WHAT TO WORK ON: Copy exactly the line containing "[pin] firefighter -- one per line" and each line after it to the end of the listing, and output nothing else.

· · · · ·

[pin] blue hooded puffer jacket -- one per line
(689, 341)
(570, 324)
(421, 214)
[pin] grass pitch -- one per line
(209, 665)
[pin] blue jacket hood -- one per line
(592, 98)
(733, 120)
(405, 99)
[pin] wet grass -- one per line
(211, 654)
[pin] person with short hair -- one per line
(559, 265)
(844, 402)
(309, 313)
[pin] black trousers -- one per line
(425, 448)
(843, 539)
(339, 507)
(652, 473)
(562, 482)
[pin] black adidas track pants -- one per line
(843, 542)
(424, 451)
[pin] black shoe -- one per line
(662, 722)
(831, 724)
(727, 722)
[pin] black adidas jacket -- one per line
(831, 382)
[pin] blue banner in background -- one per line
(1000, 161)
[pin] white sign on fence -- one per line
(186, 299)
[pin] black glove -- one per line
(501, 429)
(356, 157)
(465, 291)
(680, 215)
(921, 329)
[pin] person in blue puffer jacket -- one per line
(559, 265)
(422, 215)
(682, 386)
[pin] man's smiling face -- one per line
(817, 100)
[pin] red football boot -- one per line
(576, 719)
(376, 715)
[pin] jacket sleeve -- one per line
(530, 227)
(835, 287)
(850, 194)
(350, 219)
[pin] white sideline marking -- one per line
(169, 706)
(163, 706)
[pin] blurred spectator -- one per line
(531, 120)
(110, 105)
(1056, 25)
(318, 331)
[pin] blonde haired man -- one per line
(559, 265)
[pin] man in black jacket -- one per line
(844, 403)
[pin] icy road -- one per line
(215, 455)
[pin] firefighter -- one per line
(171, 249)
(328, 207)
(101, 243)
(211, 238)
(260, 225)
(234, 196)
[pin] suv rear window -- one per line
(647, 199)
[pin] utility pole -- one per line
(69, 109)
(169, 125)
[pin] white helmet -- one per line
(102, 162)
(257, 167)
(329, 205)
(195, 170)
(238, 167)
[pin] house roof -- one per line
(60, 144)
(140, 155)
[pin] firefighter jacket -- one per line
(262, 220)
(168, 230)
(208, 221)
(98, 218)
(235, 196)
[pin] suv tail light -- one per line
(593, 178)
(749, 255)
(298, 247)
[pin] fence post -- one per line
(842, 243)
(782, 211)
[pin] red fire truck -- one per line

· · · · ·

YOUR RESPONSE:
[pin] firefighter -- one per line
(171, 249)
(328, 207)
(101, 243)
(211, 238)
(260, 225)
(234, 196)
[pin] suv rear window -- one per line
(647, 199)
[pin] utility pole -- one per line
(69, 109)
(169, 125)
[pin] white helmet -- one per line
(102, 162)
(257, 167)
(329, 205)
(195, 170)
(238, 167)
[pin] house roof -- one per line
(60, 144)
(140, 155)
[pin] firefighter jacket -- one per line
(262, 220)
(168, 230)
(208, 221)
(98, 218)
(235, 196)
[pin] suv tail light -- one per line
(593, 178)
(749, 255)
(298, 247)
[pin] fence post -- one per line
(842, 243)
(782, 211)
[pin] red fire truck -- one per line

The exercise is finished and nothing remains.